指示:
VOCALOIDについての本文抜粋をもとに、次の問いに答えてください。
1. 筆者は本記事をどのような記事だと述べていますか。
2. VOCALOIDの特性として、筆者がまず挙げていることは何ですか。
3. 今回の記事につけたサブタイトルは何ですか。

必要なのは愛である。よって、本記事では、VOCALOIDのシーンの変遷などを追って紹介するようなものではなく、ただただ私の好きな曲、面白いと思った曲を紹介するだけの記事となる。感情を走り書きした、雑多な詩のようなものである。(不可思議/wonderboy「続・素顔同盟」)
さて、上記ではVOCALOIDだからという括りでは音楽性は定義されないとはいったが、無論要素としての特性といったものは存在する。
まず、VOCALOIDは生きていない。素晴らしいことに。
これは本当に素晴らしいことなのだ。
誤解してほしくないのは、ここで僕が述べたいのは、人間に出せない声が出せるといった技術面の話ではない。
人の声が聴きたくないとき。クラシックやインストも少し違う気分。そういったときにボカロ曲は僕にぴたっと嵌め込まれる。
具体的には、肉声の持つ「生」のオーラを感じさせないのだ。
即ち、VOCALOIDとは死の音楽なのである。
最後はちょっと言ってみたかっただけである。
閑話休題。好きなVOCALOID曲を紹介しよう、とは思ったものの、何らかのテーマがなければどれを挙げたものかと迷ってしまったため、今回は「VOCALOID─祈り編─」とえっちなげーむみたいなサブタイトルをつけて、好きな曲の中で、私が祈りの要素が強いと思うものを挙げていく。
ところで音楽の四大要素として広く知られているのは、メロディ、ハーモニー、リズム、そしてプレア(祈り)であるが僕は特に祈りが音楽には重要だと思っている。

抽出記録:
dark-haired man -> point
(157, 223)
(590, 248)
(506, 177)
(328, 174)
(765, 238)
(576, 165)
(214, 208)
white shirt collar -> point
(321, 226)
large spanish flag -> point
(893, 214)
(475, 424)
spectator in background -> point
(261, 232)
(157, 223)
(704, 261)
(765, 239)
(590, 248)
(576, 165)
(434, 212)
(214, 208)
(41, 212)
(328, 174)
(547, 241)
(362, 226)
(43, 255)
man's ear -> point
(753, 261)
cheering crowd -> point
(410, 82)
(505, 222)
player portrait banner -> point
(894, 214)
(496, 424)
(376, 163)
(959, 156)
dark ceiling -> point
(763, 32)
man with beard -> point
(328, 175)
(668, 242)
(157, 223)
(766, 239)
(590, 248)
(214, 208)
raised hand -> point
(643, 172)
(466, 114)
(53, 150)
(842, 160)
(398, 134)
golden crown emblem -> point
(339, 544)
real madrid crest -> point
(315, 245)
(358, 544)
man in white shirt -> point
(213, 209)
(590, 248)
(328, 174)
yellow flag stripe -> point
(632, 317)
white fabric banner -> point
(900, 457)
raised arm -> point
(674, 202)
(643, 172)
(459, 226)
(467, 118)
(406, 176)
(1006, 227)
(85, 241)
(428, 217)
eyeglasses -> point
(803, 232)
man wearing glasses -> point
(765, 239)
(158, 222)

--

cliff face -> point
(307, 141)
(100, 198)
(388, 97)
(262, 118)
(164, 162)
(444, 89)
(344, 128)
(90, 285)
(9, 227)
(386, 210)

回答:
1. 筆者の好きな曲や面白いと思った曲を紹介するだけの記事だと述べています。
2. VOCALOIDは生きていない、ということです。
3. 「VOCALOID─祈り編─」です。